#### Quoted text:
For the Hurricane project, we augmented Ross’s existing DenseCap model using Amazon’s Mechanical Turk. We asked Mechanical Turk workers go through a few hundred of my photographs with the tagging interface and tag the images with tags such as "car," "tree," and "landscape." This trained our DenseCap convolutional neural network to "descriptively" understand the images. I also tagged several hundred images myself, using "emotional data" tags such as "mother," "Katrina," and "Mississippi." Using the region captions created by these workers, along with those I added myself, the neural network learned how to caption images with my photographs as a reference.
Torch-RNN is a long short-term memory (LSTM) recurrent neural network implementation that can generate text character-by-character after learning statistical patterns from a large body of text. Ross compiled a 40MB data set of (mostly) 20th-century poetry from around the world, and used that corpus to train an LSTM using Torch-RNN.
The stanzas in poems generated by Word.Camera iterate through a range of RNN "temperature" or riskiness values. Lower temperature results are more repetitive and strictly grammatical, while higher temperature results contain more variety but may also contain more errors. Each stanza begins with a DenseCap image caption that the poetic language LSTM then extends into a longer assertion. In other words, the machine uses each caption as a starting point for poetry and then predicts what would come next in a the poem with its understanding of poetry as a reference point.
How To Run It
You don’t need to be a machine learning expert to run this experiment. All you need is some familiarity with the terminal on your computer. Ross tested this software on Ubuntu 16.04. You can try other OS options at your own risk — in theory, it should run on anything that can run Torch and Python, although you will almost certainly run into memory issues if you try to run it on a Raspberry Pi.
Clone the DenseCap and Torch-RNN repos into the main folder, then follow Johnson's instructions to install the dependencies for DenseCap — don't worry about any of the GPU or training stuff, unless you want to use your own models. Thankfully, the dependencies of Torch-RNN are a subset of those required for DenseCap.
Ross built a quick and easy tagging interface and I began tagging the images from an archive of photographs. The archive includes photographs of my family, of the Gulfport, Mississippi, rebuilding, of the first few Mardi Gras in New Orleans post-Katrina, of cityscapes, of mundane moments, of portraits of family members and images of objects that survived the storm and the devastation. All of these images exist as an emotional, personal archive. Some of the tags include things like "location," who owns it, the date it was taken, and then also things like what the image means to me, what I feel, what it represents. Since this is a project about my emotional data, I tried to add as many labels as possible to contextualize these images for an algorithm.
For the book, we selected only 50 images. The rest of the images and training data were important in training the convolutional neural net on what the images "meant" and how the images interacted as a whole, more fuller body of data. This will be the basis of our next project, a larger prototype, that will allow the system to "see" these images and understand the emotional tags I’ve added. What does it mean to take this emotional data, these images of recovery post a hurricane, and try to "explain" that data to a system? We’re engaging in a form of supervised machine learning and generating an emotional corpus out of the ways that I, the photographer and researcher, emotionally contextualize these images for our neural net.

#### Given information:

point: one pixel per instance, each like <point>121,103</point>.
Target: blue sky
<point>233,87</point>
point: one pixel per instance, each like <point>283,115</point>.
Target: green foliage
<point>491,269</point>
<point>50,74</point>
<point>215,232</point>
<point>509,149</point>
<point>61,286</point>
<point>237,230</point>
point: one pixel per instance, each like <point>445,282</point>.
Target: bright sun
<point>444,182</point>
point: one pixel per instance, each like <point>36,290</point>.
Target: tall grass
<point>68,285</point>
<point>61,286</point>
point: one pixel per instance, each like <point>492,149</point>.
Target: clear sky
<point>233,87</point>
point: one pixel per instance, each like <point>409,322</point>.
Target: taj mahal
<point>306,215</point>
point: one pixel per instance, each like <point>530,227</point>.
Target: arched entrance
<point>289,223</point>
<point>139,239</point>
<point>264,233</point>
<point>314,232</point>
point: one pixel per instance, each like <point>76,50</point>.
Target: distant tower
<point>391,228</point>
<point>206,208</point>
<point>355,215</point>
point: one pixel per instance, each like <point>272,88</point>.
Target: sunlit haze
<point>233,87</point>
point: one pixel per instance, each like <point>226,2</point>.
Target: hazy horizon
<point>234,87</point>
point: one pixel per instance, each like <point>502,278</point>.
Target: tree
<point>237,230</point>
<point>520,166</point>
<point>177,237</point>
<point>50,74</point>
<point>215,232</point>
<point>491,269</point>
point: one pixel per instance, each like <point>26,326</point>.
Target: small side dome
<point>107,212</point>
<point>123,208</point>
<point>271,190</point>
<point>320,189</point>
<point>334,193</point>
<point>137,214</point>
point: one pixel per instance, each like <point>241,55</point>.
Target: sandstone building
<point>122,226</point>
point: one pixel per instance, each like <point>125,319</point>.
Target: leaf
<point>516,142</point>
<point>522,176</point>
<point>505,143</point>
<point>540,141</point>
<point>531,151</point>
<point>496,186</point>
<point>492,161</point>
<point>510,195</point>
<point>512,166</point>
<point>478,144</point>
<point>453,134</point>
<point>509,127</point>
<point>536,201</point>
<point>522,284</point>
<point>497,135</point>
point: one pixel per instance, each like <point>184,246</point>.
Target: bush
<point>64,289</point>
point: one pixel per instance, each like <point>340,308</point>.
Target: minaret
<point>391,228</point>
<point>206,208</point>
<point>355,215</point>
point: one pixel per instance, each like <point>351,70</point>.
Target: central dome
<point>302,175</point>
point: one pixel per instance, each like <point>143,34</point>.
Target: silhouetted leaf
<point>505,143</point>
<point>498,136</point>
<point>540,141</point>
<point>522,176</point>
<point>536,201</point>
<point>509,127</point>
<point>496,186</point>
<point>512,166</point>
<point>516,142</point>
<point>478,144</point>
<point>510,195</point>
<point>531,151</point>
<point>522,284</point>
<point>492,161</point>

#### Problem to work on:
Write the next part of the account of the Hurricane photo-captioning and poetry project, picking up after its final sentence. The items have no role in this exercise.

#### Result:
What are the emotional effects of a hurricane, of destruction, and of rebuilding? I’m exploring that in these images. What makes a hurricane a hurricane, what makes rebuilding painful and meaningful? There’s more to these images than "chair", "tree," "grass," there’s what’s left, what was, and what each means to me.
This project has taken a few forms, and under the previous name: What Was This Before it has been shown as a group of images in a gallery in Oakland, California, and built into an interactive piece in Shiraz, Iran.
Some of the images from my "emotional data" archive:
What Was This Before
The interface cycles through images in the photo archive, so each can be tagged. I hand tagged hundred of images to train the new version of Word.Camera. I drew selections over each image and tagged what that part of the image "means" or should be labeled as.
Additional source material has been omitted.